### Work to do
Find all lines in the records below that contain the word "every", and copy each one.

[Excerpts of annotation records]
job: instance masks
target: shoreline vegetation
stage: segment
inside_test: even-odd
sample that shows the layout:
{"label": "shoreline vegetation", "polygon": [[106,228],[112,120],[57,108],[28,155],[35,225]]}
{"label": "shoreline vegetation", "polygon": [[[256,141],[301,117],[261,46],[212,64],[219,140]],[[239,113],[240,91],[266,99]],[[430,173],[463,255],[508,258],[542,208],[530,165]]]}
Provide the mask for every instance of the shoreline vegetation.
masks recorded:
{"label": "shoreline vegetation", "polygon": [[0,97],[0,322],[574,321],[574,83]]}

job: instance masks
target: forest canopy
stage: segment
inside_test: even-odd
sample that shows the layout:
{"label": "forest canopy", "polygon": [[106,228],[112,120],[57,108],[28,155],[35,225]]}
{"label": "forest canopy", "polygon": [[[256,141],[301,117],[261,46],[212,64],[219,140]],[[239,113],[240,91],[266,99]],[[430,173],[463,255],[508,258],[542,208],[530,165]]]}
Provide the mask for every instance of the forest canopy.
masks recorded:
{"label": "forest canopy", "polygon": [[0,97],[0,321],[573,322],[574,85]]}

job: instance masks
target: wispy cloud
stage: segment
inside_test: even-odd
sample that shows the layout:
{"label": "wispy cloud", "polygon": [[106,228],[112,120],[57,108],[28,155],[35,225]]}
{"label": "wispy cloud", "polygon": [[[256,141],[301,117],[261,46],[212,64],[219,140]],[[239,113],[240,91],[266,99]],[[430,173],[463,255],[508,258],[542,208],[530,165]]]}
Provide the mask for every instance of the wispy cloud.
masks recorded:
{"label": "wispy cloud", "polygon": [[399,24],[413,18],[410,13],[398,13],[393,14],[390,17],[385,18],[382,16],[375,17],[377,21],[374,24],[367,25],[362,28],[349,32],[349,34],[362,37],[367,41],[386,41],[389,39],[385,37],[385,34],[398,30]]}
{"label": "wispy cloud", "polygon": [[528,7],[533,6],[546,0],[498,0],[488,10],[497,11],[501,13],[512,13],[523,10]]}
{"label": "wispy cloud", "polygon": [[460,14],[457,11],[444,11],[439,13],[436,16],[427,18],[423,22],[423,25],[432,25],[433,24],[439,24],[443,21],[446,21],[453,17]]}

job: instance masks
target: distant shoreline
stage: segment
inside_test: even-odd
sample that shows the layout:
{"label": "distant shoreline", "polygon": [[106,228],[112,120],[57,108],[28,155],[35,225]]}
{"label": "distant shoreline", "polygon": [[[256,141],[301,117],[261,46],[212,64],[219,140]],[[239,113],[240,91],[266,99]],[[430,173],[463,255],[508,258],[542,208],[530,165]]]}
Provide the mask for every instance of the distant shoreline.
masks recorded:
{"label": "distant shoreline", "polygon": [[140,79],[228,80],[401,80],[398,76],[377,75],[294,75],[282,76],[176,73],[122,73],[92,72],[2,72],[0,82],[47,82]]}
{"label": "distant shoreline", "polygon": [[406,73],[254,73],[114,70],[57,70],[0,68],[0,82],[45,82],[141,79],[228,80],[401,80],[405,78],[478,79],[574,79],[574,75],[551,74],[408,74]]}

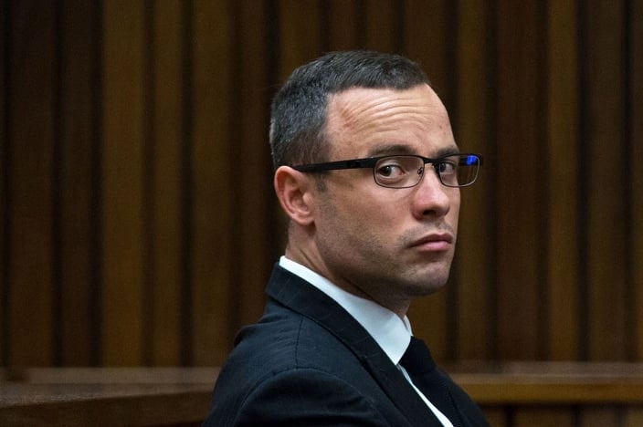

### Complete answer
Provide the mask for every instance of the shoreline vegetation.
Provide the mask for every instance of the forest canopy.
Provide the mask for every instance of the wispy cloud.
Provide the mask for every instance of the distant shoreline.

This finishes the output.